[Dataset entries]
**********
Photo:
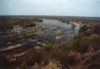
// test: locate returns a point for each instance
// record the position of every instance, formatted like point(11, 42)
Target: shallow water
point(56, 30)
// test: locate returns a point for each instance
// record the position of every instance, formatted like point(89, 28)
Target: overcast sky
point(50, 7)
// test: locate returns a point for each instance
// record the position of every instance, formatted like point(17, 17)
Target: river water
point(51, 30)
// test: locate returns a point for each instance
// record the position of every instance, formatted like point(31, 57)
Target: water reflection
point(56, 30)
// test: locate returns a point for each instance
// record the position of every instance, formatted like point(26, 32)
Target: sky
point(90, 8)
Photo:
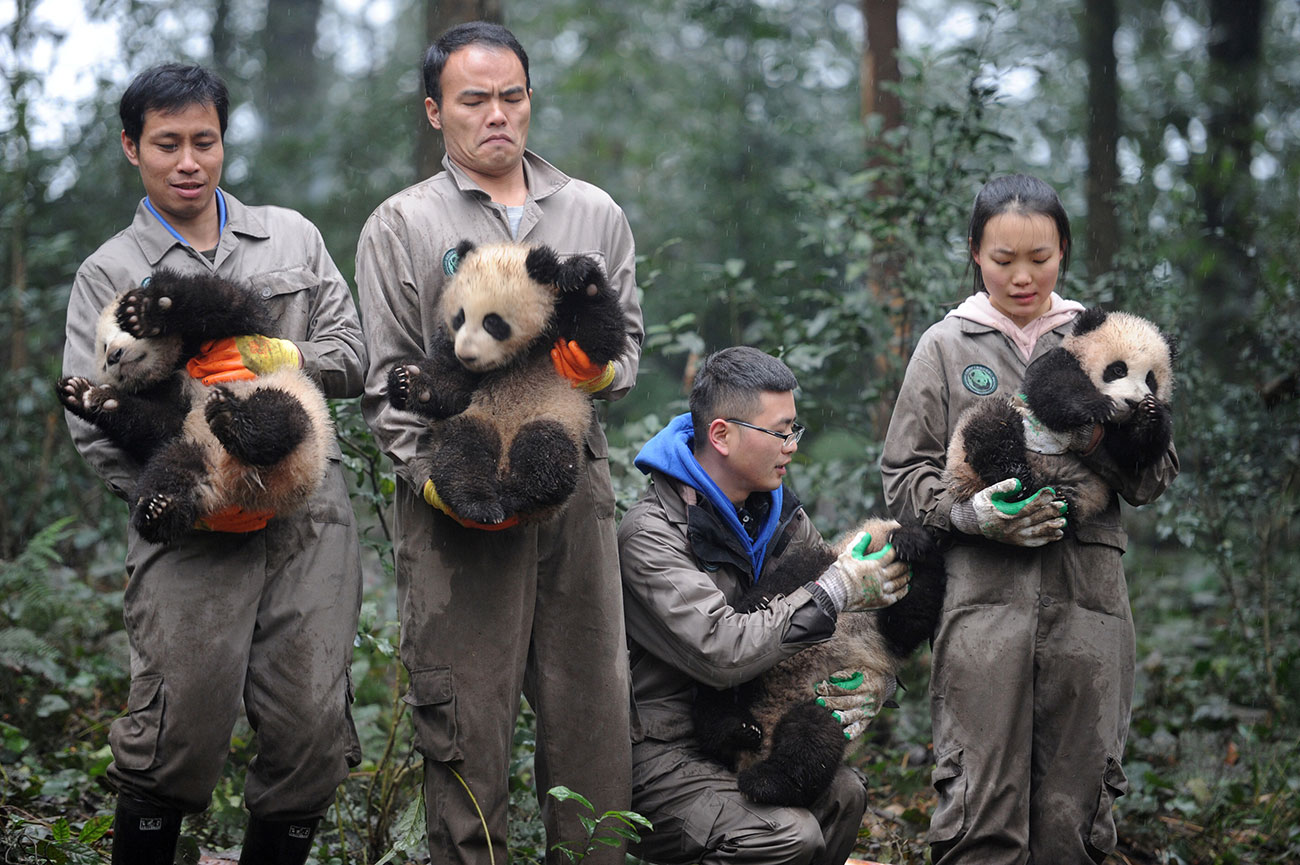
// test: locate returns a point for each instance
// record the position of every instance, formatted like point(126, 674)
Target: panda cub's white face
point(494, 310)
point(129, 363)
point(1126, 358)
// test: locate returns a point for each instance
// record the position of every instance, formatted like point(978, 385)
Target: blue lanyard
point(221, 217)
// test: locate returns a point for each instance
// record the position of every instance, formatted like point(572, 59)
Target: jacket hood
point(670, 452)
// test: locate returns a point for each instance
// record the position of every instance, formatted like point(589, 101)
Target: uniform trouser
point(489, 614)
point(700, 814)
point(269, 617)
point(1030, 697)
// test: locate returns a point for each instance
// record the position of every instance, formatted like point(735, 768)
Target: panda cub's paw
point(160, 518)
point(144, 311)
point(86, 399)
point(408, 388)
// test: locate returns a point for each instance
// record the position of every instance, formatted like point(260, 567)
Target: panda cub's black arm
point(138, 423)
point(589, 311)
point(1060, 393)
point(195, 306)
point(1144, 439)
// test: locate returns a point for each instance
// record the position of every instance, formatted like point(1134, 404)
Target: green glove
point(859, 580)
point(1032, 522)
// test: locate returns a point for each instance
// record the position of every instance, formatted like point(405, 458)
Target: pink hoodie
point(980, 310)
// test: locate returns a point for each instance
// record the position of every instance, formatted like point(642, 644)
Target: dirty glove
point(1034, 522)
point(234, 519)
point(241, 358)
point(859, 580)
point(571, 362)
point(430, 496)
point(853, 701)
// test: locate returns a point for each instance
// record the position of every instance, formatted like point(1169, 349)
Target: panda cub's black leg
point(464, 453)
point(259, 429)
point(807, 748)
point(165, 493)
point(995, 445)
point(544, 466)
point(724, 725)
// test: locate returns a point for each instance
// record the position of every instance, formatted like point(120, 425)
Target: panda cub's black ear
point(1088, 320)
point(542, 266)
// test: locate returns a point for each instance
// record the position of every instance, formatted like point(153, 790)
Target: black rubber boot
point(277, 842)
point(144, 834)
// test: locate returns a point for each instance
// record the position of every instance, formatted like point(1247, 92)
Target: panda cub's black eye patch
point(497, 327)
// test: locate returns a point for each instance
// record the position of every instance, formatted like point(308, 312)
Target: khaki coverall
point(486, 614)
point(268, 615)
point(684, 636)
point(1034, 657)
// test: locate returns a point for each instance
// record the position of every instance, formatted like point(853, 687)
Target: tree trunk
point(1097, 24)
point(1227, 315)
point(440, 16)
point(879, 96)
point(290, 82)
point(880, 61)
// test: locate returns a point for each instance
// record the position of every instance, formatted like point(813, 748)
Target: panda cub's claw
point(408, 386)
point(86, 399)
point(142, 312)
point(160, 518)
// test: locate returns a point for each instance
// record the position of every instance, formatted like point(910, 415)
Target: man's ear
point(131, 150)
point(719, 436)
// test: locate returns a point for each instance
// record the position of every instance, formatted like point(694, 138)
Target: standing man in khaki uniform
point(486, 614)
point(255, 605)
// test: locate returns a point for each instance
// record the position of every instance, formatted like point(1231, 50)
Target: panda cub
point(505, 429)
point(256, 444)
point(1114, 370)
point(785, 747)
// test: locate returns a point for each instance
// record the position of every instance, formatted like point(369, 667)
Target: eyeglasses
point(787, 439)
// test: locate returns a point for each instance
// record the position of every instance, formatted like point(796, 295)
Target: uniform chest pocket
point(289, 294)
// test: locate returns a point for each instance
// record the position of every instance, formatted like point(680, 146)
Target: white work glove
point(1034, 522)
point(859, 580)
point(853, 700)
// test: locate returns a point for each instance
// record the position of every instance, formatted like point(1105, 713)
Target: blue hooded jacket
point(670, 452)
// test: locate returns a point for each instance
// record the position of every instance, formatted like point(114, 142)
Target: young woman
point(1034, 654)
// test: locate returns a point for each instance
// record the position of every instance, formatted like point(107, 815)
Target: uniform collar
point(544, 180)
point(156, 239)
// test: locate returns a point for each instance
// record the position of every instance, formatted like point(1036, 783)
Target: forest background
point(798, 176)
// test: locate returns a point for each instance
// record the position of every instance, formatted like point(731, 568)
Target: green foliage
point(611, 829)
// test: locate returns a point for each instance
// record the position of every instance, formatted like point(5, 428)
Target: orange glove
point(571, 362)
point(433, 500)
point(234, 519)
point(241, 358)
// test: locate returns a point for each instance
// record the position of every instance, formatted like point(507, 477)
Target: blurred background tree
point(798, 176)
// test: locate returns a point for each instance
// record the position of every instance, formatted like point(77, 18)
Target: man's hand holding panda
point(1032, 522)
point(859, 580)
point(853, 699)
point(572, 363)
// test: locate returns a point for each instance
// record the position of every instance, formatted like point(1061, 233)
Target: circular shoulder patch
point(979, 379)
point(450, 260)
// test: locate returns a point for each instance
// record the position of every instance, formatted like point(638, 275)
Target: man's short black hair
point(170, 87)
point(731, 383)
point(467, 34)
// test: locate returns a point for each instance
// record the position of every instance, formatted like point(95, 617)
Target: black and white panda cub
point(259, 444)
point(784, 745)
point(506, 431)
point(1114, 370)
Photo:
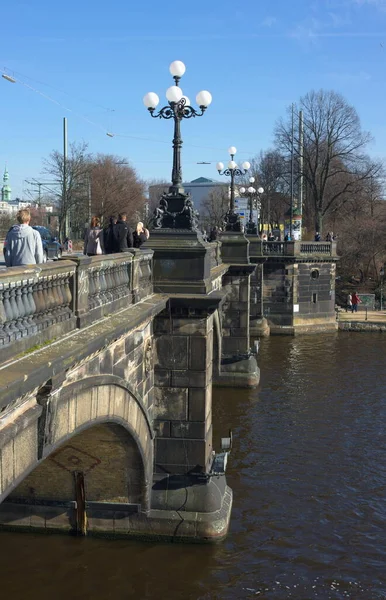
**********
Stated exercise: Filter the entries above and copy every line that contains the word "glove". Matching is case-sensitive.

Expected output:
Target: green glove
Target: dirty glove
Target: white work glove
Target: orange glove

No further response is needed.